-- BEGIN --
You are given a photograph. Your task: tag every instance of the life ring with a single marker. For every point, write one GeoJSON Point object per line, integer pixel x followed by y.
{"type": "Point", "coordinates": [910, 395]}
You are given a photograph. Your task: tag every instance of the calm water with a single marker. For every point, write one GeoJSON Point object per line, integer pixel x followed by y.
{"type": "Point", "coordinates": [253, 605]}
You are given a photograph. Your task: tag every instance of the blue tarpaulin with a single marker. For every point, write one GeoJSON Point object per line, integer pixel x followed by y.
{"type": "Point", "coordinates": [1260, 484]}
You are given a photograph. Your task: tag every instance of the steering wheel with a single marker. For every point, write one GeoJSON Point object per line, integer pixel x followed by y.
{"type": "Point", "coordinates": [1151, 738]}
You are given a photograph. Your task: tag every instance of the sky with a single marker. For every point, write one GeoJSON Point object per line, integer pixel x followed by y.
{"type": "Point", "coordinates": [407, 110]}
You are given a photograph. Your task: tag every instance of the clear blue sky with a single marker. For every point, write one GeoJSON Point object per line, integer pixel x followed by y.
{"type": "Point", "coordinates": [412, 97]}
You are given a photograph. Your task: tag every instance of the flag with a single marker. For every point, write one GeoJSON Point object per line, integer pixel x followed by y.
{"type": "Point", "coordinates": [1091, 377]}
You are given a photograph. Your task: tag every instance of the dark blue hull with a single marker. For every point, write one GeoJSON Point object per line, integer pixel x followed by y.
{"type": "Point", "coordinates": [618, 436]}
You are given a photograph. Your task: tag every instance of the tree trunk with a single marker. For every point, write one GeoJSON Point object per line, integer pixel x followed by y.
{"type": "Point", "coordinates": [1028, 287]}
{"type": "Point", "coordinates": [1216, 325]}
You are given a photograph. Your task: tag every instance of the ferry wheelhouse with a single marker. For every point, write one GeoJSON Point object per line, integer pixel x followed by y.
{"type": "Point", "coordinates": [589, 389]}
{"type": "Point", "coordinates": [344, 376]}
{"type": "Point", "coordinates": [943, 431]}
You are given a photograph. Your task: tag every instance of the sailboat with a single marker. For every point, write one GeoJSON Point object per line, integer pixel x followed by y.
-- END --
◆ **Given task**: Repeat the line that contains "of the ferry", then every line after it until the records end, with nothing added.

◆ **Written answer**:
You are given a photograph. Your task: tag every instance of the ferry wheelhouse with a single marker. For every point, write one GeoJSON Point object per line, integer pixel x followed by y.
{"type": "Point", "coordinates": [589, 389]}
{"type": "Point", "coordinates": [344, 376]}
{"type": "Point", "coordinates": [943, 431]}
You are given a photograph. Your task: tag every instance of the sailboat with a single marker. For every point, write one GeoJSON Point object per line, integer pixel x followed by y.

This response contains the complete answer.